_Required work_
Return every line of the records below that contains the word "railing", copying each one unchanged.

_Data listing_

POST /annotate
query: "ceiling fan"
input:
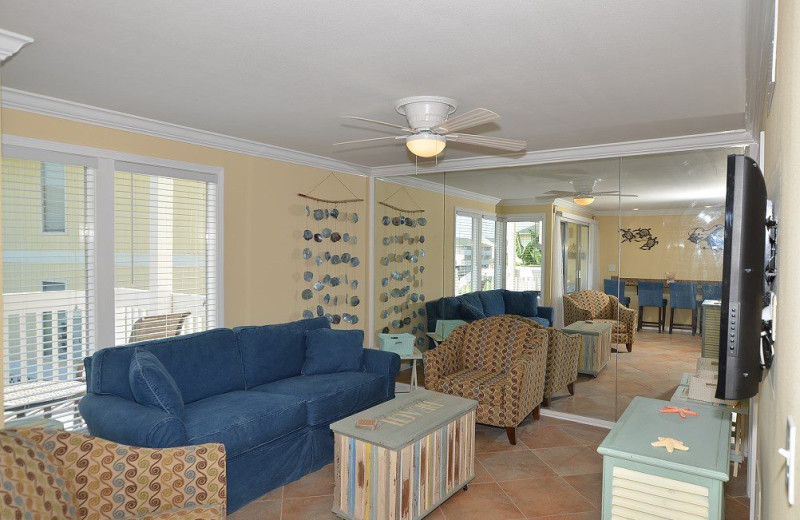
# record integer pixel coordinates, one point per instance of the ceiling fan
(583, 193)
(430, 127)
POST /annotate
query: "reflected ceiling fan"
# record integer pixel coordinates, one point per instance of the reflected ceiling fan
(430, 127)
(583, 193)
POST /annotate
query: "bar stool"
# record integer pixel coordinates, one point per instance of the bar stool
(711, 291)
(651, 294)
(617, 288)
(683, 295)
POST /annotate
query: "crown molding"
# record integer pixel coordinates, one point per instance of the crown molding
(48, 106)
(653, 212)
(579, 153)
(11, 43)
(435, 187)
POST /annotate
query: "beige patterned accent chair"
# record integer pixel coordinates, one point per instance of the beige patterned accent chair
(601, 307)
(63, 475)
(500, 362)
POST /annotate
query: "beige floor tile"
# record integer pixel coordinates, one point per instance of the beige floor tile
(542, 497)
(547, 437)
(319, 483)
(571, 460)
(590, 486)
(259, 510)
(514, 465)
(308, 508)
(481, 502)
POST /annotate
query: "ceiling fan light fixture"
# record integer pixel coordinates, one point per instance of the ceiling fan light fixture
(425, 144)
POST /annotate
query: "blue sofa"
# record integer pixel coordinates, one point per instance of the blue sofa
(243, 388)
(483, 304)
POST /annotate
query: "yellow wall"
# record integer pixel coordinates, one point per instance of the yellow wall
(673, 253)
(263, 216)
(780, 391)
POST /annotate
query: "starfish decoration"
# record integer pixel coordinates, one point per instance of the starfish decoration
(669, 443)
(683, 412)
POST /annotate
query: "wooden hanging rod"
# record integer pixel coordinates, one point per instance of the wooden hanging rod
(401, 210)
(344, 201)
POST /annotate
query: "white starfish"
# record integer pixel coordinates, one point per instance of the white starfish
(670, 444)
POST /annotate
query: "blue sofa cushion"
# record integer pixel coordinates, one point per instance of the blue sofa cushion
(243, 420)
(470, 313)
(329, 397)
(329, 351)
(521, 303)
(273, 352)
(202, 364)
(544, 322)
(493, 303)
(450, 309)
(472, 299)
(152, 385)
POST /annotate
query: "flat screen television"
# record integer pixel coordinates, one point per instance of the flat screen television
(742, 280)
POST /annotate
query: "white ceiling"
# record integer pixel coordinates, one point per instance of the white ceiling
(684, 181)
(561, 74)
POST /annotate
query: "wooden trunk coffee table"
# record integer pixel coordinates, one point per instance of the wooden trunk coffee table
(420, 455)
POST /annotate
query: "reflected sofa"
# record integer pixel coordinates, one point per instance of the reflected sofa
(57, 474)
(601, 307)
(484, 304)
(242, 388)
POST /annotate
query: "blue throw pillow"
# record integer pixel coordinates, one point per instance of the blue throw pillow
(521, 303)
(152, 385)
(470, 313)
(329, 351)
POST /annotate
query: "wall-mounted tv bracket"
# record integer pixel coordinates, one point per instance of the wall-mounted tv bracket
(768, 311)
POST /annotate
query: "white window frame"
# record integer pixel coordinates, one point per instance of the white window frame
(477, 232)
(526, 217)
(101, 286)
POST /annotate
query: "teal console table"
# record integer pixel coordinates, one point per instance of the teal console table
(642, 481)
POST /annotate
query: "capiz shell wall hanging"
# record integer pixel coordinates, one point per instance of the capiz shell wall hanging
(329, 263)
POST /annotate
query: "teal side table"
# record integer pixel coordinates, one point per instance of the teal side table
(641, 481)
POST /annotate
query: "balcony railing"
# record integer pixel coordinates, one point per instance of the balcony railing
(48, 334)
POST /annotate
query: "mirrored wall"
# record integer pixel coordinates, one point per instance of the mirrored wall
(647, 229)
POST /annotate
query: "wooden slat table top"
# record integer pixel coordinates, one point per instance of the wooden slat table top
(706, 435)
(423, 410)
(591, 328)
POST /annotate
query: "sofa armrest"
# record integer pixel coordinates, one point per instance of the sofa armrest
(114, 480)
(120, 420)
(547, 313)
(384, 363)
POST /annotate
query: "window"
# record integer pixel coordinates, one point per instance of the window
(476, 253)
(154, 262)
(54, 206)
(524, 253)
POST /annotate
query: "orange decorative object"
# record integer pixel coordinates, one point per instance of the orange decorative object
(683, 412)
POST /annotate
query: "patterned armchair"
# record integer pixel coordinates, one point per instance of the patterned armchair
(601, 307)
(500, 362)
(58, 474)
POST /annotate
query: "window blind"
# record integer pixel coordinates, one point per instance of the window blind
(164, 255)
(48, 226)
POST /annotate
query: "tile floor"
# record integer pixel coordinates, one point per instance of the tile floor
(553, 472)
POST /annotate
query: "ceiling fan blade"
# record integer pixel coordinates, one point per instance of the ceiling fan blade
(371, 139)
(477, 116)
(404, 128)
(501, 143)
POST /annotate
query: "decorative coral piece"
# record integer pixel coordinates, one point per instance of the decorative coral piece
(683, 412)
(670, 444)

_Solution to this exercise_
query: "balcony railing"
# record integer pixel coordinates, one point per instance of the balcony railing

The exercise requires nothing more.